■ **What to do**
Find every one of the lines below that contains the word "forest", and copy each such line. Letter case matters.

■ **Supplied information**
---------------

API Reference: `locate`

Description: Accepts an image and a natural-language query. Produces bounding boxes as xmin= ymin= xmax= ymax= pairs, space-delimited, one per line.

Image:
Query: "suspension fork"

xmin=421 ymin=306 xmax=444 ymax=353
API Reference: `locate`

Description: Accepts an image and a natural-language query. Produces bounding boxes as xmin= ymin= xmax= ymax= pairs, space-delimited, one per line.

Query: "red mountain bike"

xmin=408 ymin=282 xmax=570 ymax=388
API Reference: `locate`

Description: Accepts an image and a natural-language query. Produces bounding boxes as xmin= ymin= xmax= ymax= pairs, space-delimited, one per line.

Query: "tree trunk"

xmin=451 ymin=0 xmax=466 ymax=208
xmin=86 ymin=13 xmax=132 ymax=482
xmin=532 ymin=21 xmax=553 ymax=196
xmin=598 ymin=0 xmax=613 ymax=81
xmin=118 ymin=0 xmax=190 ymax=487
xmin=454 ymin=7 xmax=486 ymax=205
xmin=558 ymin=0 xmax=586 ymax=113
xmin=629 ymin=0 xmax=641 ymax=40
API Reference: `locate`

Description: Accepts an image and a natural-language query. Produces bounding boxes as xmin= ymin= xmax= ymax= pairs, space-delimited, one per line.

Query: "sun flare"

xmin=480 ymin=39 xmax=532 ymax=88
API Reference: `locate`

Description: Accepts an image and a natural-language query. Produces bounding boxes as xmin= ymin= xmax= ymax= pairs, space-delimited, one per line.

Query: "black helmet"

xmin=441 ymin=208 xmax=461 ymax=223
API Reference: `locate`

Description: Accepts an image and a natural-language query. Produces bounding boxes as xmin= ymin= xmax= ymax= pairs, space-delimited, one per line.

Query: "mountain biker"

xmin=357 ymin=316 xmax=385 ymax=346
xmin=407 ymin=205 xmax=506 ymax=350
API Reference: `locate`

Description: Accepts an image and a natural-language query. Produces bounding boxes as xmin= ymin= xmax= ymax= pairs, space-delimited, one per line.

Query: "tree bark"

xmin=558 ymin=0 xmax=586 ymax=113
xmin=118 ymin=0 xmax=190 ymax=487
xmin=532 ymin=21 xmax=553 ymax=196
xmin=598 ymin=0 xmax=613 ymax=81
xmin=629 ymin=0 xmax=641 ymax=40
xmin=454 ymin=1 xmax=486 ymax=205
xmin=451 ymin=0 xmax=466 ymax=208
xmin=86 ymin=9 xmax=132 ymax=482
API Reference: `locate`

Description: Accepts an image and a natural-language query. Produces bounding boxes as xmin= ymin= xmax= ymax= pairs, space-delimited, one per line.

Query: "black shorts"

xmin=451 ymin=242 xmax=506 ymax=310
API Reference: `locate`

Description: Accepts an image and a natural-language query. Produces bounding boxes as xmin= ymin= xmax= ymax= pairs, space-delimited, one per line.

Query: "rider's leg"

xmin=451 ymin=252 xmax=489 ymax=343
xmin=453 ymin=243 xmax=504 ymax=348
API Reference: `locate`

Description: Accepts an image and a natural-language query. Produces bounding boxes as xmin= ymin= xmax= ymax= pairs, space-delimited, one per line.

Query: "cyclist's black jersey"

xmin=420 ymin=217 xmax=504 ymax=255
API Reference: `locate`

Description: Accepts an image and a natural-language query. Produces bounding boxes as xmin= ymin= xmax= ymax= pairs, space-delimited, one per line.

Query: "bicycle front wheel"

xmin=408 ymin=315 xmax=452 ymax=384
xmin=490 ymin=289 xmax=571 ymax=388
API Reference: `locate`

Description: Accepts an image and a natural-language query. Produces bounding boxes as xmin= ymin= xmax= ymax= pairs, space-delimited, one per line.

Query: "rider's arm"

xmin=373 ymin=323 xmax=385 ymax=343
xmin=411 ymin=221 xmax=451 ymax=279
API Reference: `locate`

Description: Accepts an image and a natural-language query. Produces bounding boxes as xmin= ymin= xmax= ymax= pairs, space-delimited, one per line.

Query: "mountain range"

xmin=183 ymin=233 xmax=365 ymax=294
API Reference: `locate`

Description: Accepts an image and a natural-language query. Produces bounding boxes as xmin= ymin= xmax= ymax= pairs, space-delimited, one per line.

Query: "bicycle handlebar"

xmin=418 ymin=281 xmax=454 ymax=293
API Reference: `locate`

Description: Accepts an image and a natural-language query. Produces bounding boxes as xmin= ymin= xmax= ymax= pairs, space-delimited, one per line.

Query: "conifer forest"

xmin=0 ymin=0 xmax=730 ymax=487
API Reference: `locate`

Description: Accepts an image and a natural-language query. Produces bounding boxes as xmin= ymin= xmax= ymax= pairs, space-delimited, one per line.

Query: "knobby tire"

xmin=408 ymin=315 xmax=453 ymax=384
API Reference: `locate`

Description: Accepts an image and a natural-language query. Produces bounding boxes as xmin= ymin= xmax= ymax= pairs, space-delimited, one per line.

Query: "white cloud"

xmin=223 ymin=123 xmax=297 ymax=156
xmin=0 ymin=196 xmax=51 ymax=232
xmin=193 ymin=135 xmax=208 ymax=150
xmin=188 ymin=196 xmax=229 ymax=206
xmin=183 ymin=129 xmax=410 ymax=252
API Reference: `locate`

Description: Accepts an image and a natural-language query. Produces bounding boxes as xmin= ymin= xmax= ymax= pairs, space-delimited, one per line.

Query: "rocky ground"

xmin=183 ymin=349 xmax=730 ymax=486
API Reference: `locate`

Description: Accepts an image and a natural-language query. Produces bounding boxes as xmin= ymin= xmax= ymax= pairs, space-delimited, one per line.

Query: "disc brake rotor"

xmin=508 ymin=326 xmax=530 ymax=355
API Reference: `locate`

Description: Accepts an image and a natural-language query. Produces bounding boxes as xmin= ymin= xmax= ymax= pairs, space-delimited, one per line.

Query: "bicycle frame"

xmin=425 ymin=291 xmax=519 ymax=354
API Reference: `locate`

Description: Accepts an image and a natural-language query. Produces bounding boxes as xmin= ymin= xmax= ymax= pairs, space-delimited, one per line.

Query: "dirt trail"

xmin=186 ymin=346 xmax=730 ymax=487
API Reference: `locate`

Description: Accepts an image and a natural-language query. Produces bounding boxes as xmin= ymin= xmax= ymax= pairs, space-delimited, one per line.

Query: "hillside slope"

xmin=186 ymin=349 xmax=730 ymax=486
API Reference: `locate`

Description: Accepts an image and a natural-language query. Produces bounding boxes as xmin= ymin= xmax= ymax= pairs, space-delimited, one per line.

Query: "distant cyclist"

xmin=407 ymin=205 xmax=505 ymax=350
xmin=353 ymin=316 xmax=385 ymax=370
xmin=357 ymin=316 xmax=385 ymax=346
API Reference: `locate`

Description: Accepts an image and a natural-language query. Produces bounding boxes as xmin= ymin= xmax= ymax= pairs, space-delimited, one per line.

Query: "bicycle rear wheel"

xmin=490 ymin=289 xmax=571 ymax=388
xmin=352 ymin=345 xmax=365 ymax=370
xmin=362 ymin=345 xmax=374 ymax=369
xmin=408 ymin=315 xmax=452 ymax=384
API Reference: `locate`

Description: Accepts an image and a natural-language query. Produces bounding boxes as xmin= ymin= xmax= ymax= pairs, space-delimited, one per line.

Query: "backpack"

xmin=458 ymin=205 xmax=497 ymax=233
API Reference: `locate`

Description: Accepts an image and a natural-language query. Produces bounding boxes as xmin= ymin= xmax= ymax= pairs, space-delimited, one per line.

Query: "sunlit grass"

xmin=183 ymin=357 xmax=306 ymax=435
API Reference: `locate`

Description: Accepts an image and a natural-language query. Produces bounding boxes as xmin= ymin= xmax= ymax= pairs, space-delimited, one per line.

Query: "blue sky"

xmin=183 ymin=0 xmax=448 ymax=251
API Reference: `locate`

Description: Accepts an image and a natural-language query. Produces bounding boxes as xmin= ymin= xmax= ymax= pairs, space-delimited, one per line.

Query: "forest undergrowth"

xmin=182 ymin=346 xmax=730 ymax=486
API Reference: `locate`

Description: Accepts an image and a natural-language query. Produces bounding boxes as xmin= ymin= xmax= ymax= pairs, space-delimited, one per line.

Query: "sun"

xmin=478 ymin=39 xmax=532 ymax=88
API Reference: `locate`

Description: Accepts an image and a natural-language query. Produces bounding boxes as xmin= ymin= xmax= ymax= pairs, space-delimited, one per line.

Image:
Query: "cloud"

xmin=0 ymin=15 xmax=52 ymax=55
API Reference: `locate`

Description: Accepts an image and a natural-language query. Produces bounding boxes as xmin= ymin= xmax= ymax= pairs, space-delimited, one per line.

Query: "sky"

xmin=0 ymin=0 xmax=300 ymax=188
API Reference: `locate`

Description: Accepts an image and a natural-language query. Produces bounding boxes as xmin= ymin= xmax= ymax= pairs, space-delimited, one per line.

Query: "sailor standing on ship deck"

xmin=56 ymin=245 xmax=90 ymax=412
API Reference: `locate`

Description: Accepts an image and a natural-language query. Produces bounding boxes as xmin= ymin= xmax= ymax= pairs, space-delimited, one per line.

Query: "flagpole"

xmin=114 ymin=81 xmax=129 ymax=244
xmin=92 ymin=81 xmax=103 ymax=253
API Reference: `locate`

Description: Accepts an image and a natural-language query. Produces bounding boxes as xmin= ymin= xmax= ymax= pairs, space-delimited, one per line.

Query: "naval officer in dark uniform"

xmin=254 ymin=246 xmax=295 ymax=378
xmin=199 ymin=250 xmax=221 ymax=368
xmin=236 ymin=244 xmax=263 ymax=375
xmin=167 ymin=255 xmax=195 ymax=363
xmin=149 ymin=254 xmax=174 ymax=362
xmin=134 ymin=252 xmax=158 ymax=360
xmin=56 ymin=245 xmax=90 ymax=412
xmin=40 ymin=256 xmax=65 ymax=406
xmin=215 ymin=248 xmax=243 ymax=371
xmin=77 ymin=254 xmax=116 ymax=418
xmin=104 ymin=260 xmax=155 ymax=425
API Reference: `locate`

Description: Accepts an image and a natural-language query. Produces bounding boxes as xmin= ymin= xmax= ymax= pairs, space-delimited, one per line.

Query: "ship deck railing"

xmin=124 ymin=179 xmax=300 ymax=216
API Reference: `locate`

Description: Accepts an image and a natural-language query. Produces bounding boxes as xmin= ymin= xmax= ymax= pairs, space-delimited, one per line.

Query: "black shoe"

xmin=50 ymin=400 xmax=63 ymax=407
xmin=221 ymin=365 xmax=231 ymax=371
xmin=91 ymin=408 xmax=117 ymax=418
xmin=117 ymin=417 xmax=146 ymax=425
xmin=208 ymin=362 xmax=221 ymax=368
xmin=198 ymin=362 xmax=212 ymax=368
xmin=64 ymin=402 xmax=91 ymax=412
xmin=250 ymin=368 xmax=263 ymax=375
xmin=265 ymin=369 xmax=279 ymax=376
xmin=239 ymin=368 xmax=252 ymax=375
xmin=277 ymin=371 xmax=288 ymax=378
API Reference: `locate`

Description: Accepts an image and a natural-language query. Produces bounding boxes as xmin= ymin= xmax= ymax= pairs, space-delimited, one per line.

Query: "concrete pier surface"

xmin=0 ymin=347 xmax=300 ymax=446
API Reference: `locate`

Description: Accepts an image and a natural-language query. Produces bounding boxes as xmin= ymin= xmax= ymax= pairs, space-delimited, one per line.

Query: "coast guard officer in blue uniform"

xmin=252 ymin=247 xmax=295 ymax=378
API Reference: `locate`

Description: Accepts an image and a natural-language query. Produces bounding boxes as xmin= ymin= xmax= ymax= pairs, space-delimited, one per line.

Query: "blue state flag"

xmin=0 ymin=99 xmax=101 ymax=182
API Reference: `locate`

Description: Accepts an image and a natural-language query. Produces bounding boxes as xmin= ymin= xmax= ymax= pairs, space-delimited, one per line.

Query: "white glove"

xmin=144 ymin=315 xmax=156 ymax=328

---------------

■ **Solved problem**
Query: "conifer forest"
Query: "forest undergrowth"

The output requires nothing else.